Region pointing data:
* * * * *
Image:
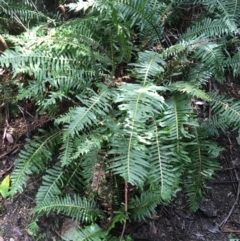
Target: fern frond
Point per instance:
(77, 208)
(142, 14)
(213, 125)
(211, 55)
(33, 159)
(80, 117)
(203, 164)
(140, 103)
(24, 12)
(165, 165)
(228, 109)
(199, 75)
(210, 28)
(177, 116)
(150, 64)
(189, 88)
(88, 233)
(51, 185)
(233, 64)
(144, 206)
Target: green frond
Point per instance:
(227, 109)
(23, 12)
(203, 164)
(233, 64)
(150, 64)
(144, 206)
(213, 125)
(141, 14)
(210, 28)
(51, 185)
(140, 104)
(190, 88)
(85, 117)
(229, 9)
(77, 208)
(88, 233)
(211, 55)
(199, 75)
(165, 165)
(33, 159)
(177, 116)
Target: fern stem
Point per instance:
(125, 208)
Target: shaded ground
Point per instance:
(214, 221)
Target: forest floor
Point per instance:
(217, 219)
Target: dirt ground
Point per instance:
(217, 219)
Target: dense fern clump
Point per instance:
(119, 81)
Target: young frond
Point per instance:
(77, 208)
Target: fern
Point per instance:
(203, 164)
(118, 81)
(33, 159)
(77, 208)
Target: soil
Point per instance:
(217, 219)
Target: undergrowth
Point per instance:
(120, 81)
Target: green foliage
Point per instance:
(120, 92)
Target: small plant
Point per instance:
(120, 82)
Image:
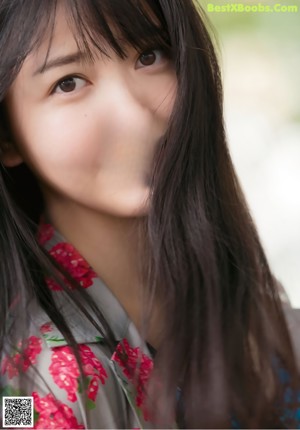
* * * * *
» **How to complete this task**
Write the entries above out again exactly, omitting each image.

» **Solution to this problem**
Image:
Target: fern frond
Point per instance:
(77, 208)
(142, 14)
(213, 125)
(211, 55)
(33, 159)
(80, 117)
(203, 164)
(140, 103)
(24, 12)
(165, 165)
(228, 109)
(199, 75)
(210, 28)
(177, 116)
(150, 64)
(189, 88)
(88, 233)
(51, 185)
(233, 64)
(144, 206)
Target: green frond
Point per instance:
(227, 109)
(23, 12)
(203, 164)
(233, 64)
(150, 64)
(144, 206)
(213, 125)
(141, 14)
(210, 28)
(51, 185)
(140, 104)
(190, 88)
(85, 117)
(229, 9)
(77, 208)
(88, 233)
(211, 55)
(199, 75)
(165, 165)
(33, 159)
(177, 116)
Target: fern stem
Point per instance:
(125, 208)
Target: shaded ground
Point per instance:
(214, 221)
Target: forest floor
Point per instance:
(217, 219)
Target: dirt ground
Point per instance:
(217, 219)
Target: dense fern clump
Point per instance:
(119, 81)
Target: young frond
Point per instance:
(77, 208)
Target: fern
Point per instance:
(203, 164)
(118, 81)
(33, 159)
(77, 208)
Target: soil
Point per instance:
(217, 219)
Target: undergrowth
Point per instance:
(120, 81)
Target: green foliage
Point per instance:
(120, 92)
Target: small plant
Point per instance:
(120, 82)
Image:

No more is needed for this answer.